What to work on
Show all lines containing "building" from the data below.

Material for the task
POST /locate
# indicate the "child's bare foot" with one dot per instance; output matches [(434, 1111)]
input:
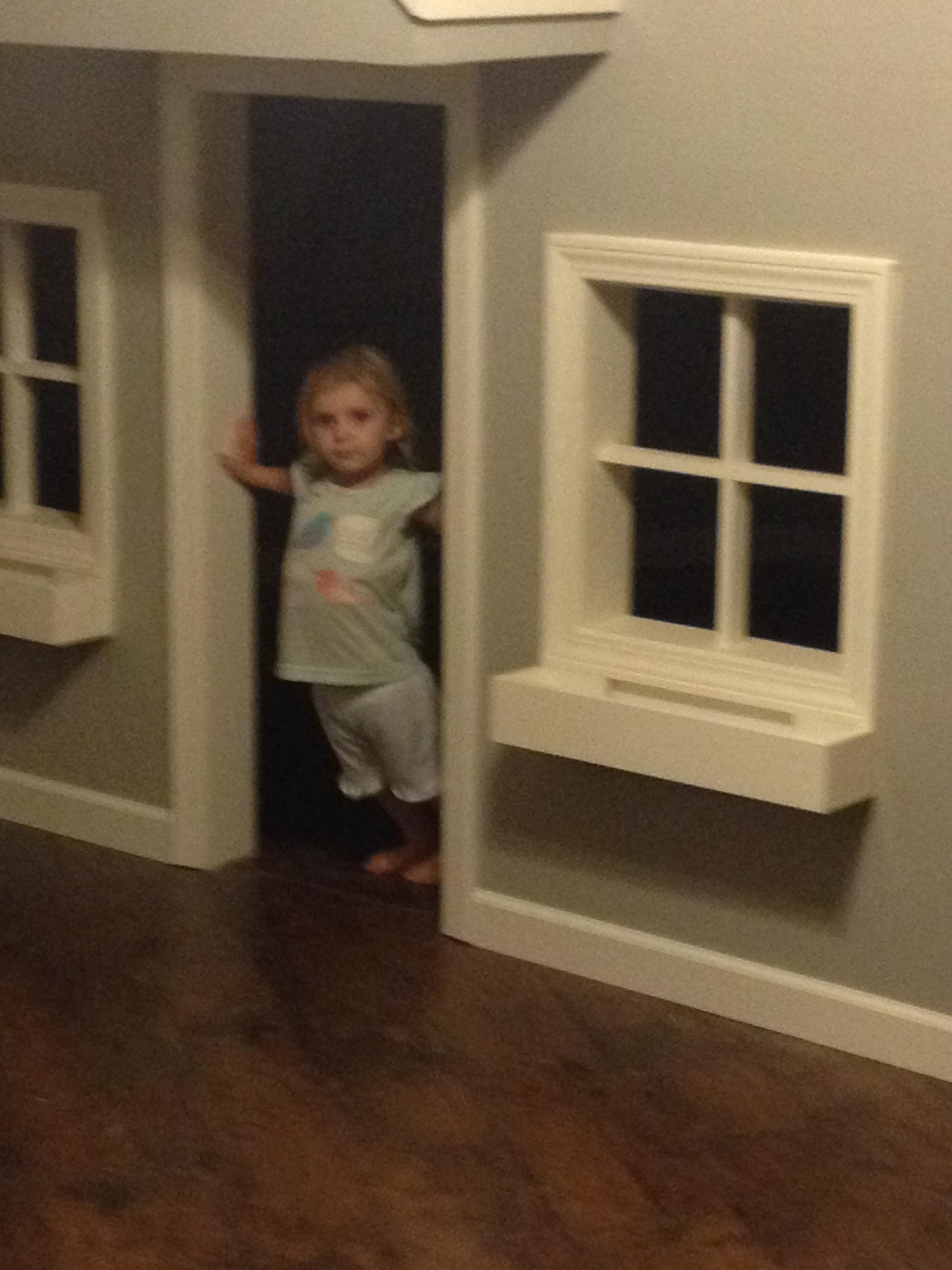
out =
[(393, 861), (424, 872)]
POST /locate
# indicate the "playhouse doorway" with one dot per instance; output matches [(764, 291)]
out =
[(347, 247)]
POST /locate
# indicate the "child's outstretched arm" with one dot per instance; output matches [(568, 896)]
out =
[(239, 458)]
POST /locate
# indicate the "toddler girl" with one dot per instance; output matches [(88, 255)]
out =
[(351, 591)]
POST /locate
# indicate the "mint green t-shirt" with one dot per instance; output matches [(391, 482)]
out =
[(351, 581)]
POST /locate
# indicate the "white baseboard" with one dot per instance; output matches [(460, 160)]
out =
[(124, 824), (828, 1014)]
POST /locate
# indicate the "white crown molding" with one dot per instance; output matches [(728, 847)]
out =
[(88, 816), (489, 11), (795, 1005)]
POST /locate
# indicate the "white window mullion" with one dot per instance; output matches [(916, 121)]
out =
[(19, 425), (737, 441)]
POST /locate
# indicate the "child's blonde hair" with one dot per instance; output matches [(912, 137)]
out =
[(376, 374)]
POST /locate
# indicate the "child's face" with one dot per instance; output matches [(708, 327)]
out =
[(350, 431)]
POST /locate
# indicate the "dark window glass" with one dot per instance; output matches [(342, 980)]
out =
[(52, 256), (795, 567), (800, 386), (676, 540), (678, 384), (58, 445)]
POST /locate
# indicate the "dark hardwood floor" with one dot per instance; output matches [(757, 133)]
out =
[(286, 1066)]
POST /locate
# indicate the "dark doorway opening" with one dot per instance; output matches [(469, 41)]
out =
[(347, 233)]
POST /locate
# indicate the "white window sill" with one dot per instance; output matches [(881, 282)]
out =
[(54, 606), (809, 759)]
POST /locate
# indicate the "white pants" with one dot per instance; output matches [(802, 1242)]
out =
[(384, 736)]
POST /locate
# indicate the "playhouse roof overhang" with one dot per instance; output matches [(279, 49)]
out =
[(380, 32)]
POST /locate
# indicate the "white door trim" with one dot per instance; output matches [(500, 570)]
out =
[(207, 376)]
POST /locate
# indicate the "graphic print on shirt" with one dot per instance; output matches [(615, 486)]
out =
[(323, 542), (315, 533), (356, 538), (340, 591)]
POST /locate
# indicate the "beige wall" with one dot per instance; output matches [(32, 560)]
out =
[(96, 716), (814, 126)]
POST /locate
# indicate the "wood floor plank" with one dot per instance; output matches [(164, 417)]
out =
[(286, 1067)]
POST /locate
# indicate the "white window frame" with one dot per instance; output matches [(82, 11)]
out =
[(723, 676), (56, 568)]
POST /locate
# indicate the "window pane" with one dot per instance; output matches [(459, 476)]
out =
[(800, 386), (52, 256), (58, 445), (676, 540), (678, 340), (795, 567)]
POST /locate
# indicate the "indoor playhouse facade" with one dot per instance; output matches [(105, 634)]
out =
[(696, 450)]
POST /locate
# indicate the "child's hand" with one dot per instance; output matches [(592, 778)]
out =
[(239, 450), (239, 458)]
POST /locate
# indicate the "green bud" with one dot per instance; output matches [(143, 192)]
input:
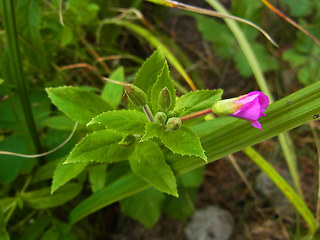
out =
[(127, 140), (164, 100), (173, 124), (136, 95), (226, 107), (160, 117), (171, 114)]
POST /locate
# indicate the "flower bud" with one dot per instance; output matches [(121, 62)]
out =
[(249, 107), (164, 100), (160, 117), (127, 140), (173, 124), (136, 95), (171, 114), (226, 107)]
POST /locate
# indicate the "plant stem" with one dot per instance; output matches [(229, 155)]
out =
[(15, 71), (196, 114)]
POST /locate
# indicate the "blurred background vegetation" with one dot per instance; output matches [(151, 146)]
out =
[(78, 42)]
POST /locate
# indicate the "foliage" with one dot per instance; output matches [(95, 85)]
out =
[(58, 54)]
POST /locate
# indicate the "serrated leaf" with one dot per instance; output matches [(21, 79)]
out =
[(125, 121), (111, 92), (152, 129), (192, 179), (144, 206), (65, 172), (197, 100), (149, 72), (183, 141), (98, 176), (42, 198), (100, 146), (148, 162), (46, 171), (163, 80), (79, 105)]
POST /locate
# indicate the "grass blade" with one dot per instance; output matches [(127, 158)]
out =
[(16, 72), (284, 138), (217, 141)]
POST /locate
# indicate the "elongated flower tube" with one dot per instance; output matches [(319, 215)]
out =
[(249, 107)]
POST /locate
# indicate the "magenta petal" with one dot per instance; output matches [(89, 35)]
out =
[(264, 102), (250, 111), (256, 124)]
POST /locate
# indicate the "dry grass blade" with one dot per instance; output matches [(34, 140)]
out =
[(292, 22), (212, 13)]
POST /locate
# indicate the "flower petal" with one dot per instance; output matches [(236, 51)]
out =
[(250, 111), (256, 124)]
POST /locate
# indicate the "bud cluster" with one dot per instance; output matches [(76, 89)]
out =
[(164, 116)]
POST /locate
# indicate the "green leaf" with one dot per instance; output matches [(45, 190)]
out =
[(163, 80), (197, 100), (100, 146), (124, 121), (144, 206), (60, 122), (36, 228), (46, 171), (79, 105), (149, 72), (97, 176), (111, 92), (224, 136), (42, 199), (67, 36), (182, 207), (152, 129), (183, 141), (192, 179), (149, 163), (51, 234), (123, 187), (65, 172)]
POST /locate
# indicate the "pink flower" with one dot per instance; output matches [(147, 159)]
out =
[(253, 106), (249, 107)]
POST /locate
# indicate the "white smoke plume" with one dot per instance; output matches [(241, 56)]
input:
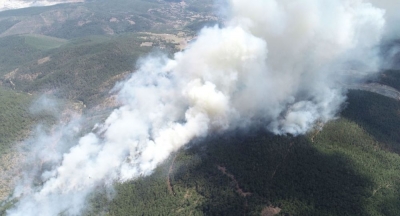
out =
[(278, 63)]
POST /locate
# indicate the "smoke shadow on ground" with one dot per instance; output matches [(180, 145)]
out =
[(241, 173), (377, 114), (265, 170)]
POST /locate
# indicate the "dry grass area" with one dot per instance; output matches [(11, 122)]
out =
[(180, 39)]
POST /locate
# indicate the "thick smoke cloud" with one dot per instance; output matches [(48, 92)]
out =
[(279, 63)]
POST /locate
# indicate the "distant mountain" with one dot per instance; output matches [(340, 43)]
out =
[(17, 4)]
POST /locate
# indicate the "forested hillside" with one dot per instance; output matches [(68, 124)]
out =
[(78, 52)]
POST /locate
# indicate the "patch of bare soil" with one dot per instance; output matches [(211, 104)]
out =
[(270, 211)]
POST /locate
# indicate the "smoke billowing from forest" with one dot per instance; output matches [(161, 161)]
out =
[(280, 64)]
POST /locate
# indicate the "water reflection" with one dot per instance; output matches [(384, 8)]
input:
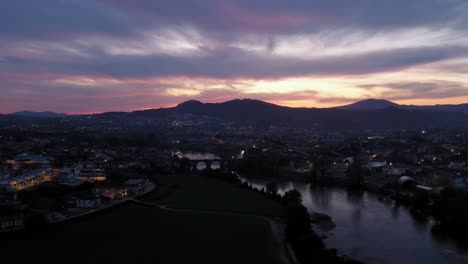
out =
[(373, 229)]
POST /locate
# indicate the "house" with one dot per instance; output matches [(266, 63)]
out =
[(10, 219), (11, 222), (460, 183), (458, 165), (25, 180), (87, 201)]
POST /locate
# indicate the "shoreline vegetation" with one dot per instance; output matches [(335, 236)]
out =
[(448, 208)]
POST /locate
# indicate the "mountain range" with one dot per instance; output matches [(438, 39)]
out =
[(365, 114)]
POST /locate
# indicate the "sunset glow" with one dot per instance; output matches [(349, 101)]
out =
[(119, 55)]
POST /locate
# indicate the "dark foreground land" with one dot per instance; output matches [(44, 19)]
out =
[(143, 234)]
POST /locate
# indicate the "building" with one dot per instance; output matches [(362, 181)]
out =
[(11, 222), (87, 201), (26, 180)]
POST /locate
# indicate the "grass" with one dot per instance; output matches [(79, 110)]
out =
[(201, 192), (138, 234)]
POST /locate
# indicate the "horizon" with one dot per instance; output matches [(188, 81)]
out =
[(92, 57), (220, 102)]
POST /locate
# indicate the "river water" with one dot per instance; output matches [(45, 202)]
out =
[(373, 230)]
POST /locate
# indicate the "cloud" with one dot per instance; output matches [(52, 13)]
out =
[(119, 54), (420, 90)]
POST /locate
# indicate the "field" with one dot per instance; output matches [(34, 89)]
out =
[(201, 192), (138, 234), (143, 234)]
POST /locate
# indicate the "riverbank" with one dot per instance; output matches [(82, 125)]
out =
[(373, 229), (54, 218)]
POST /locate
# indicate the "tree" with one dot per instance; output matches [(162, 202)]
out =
[(272, 188), (354, 174), (292, 197)]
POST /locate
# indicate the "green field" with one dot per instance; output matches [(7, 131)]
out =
[(138, 234), (201, 192), (144, 234)]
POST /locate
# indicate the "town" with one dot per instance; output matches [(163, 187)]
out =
[(61, 174)]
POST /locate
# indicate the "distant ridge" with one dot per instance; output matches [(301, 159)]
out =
[(370, 114), (39, 114), (366, 114), (369, 104)]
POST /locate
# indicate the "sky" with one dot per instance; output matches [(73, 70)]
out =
[(88, 56)]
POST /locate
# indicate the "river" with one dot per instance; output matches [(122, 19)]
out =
[(371, 229)]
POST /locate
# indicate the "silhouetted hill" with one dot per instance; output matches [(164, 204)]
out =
[(39, 114), (369, 104), (375, 114), (367, 114)]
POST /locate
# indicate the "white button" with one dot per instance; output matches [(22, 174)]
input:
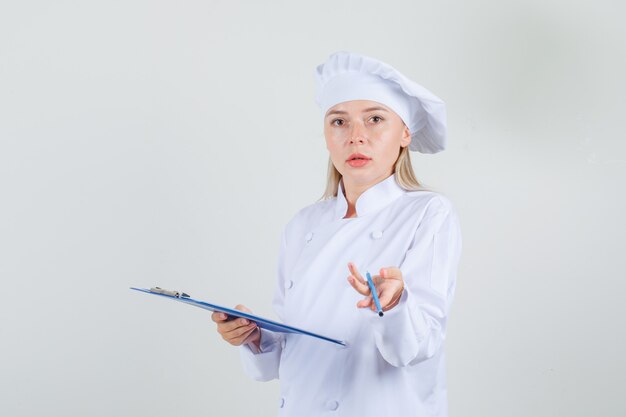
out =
[(332, 405)]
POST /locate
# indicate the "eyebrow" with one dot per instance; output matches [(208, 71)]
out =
[(364, 110)]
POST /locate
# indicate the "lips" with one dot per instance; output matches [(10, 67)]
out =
[(358, 156)]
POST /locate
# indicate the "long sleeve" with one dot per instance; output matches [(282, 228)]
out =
[(415, 328), (262, 365)]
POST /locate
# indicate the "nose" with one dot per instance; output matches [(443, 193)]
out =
[(357, 134)]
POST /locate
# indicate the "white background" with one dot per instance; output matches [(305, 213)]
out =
[(167, 143)]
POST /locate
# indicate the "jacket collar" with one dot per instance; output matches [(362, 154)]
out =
[(371, 200)]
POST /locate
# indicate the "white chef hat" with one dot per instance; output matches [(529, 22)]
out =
[(348, 76)]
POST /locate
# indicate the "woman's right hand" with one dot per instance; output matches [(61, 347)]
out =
[(237, 331)]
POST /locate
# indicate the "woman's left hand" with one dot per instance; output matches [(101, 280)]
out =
[(389, 285)]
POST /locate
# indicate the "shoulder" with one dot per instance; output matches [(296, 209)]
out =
[(428, 202)]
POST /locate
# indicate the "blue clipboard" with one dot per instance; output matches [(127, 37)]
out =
[(260, 321)]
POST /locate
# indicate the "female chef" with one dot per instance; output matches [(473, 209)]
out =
[(376, 217)]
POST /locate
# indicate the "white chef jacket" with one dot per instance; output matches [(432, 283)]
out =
[(392, 365)]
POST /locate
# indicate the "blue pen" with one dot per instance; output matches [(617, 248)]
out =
[(374, 294)]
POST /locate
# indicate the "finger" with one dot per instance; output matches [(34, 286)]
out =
[(229, 326), (242, 338), (355, 272), (366, 302), (386, 296), (391, 272), (243, 308), (362, 289), (218, 316), (237, 332)]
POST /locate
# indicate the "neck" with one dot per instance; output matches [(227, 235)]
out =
[(353, 191)]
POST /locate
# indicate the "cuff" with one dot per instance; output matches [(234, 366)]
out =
[(399, 333)]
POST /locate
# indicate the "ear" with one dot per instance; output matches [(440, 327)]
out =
[(406, 137)]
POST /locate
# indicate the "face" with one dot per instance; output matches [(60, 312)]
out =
[(368, 128)]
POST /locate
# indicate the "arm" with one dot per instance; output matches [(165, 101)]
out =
[(415, 328), (261, 363)]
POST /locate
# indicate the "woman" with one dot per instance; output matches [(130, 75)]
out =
[(377, 218)]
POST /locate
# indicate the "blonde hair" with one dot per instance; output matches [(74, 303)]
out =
[(403, 171)]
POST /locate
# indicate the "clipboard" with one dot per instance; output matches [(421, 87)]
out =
[(260, 321)]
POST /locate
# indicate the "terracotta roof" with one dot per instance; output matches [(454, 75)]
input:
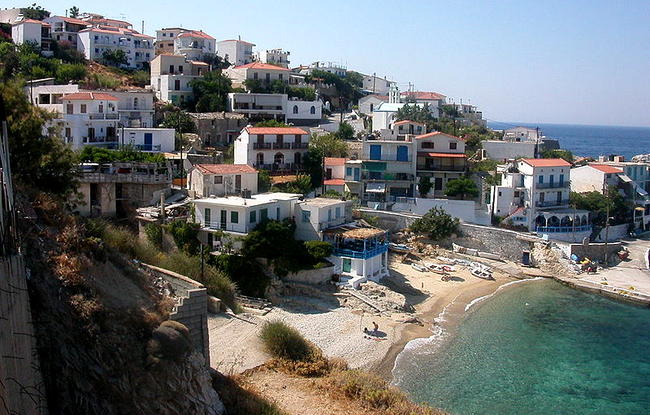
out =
[(90, 96), (435, 133), (547, 162), (275, 130), (451, 155), (225, 168), (424, 95), (196, 33), (335, 161), (407, 122), (259, 65), (236, 40), (606, 169)]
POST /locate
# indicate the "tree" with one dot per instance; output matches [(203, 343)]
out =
[(116, 57), (34, 12), (424, 186), (437, 223), (211, 92), (263, 181), (345, 131), (461, 187), (38, 161)]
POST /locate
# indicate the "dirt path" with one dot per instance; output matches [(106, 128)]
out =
[(300, 396)]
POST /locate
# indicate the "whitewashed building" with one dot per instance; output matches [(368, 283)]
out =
[(235, 51), (171, 77), (221, 179), (277, 149), (534, 194)]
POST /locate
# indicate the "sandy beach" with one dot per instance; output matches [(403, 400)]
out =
[(338, 329)]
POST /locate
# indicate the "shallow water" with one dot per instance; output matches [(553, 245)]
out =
[(535, 348)]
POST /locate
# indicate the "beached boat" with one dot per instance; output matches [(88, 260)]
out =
[(401, 248)]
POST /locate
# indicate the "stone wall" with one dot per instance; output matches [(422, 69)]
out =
[(311, 276), (21, 384), (191, 307)]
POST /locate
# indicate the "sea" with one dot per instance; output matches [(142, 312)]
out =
[(535, 348), (592, 140)]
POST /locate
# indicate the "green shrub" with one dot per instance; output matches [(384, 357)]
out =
[(284, 342)]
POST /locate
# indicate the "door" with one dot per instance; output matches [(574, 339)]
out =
[(148, 141), (223, 219), (347, 265)]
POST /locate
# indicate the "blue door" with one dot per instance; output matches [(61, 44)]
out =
[(402, 153), (148, 141), (375, 152)]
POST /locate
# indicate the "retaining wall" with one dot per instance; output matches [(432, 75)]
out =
[(21, 384), (191, 308)]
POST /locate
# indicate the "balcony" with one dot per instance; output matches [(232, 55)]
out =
[(562, 185), (552, 203), (360, 254), (563, 229)]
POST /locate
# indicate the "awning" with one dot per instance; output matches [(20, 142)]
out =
[(376, 188), (452, 155)]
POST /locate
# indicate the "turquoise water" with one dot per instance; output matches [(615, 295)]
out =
[(536, 348)]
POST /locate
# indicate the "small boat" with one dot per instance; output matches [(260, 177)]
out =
[(401, 248)]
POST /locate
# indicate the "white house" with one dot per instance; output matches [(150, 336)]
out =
[(193, 44), (171, 77), (276, 57), (66, 29), (360, 254), (94, 41), (32, 31), (313, 216), (222, 179), (263, 72), (235, 51), (277, 149), (440, 157), (534, 194)]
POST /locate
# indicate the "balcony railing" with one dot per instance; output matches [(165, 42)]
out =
[(368, 253), (562, 185), (550, 203), (563, 229)]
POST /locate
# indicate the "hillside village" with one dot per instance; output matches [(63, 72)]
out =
[(282, 176)]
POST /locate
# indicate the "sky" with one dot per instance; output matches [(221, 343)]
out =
[(570, 61)]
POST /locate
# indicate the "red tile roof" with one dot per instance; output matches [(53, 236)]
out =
[(424, 95), (260, 65), (547, 162), (335, 161), (435, 133), (275, 130), (90, 96), (606, 169), (225, 168), (407, 122), (452, 155), (196, 33)]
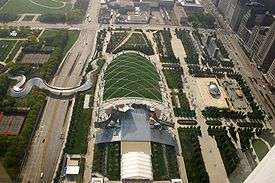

Output of the exercise
# indicate the "building" with one dot per instance; output matches [(362, 181)]
# indicate the "whitewashed building" with one dot per instance; output matches [(368, 283)]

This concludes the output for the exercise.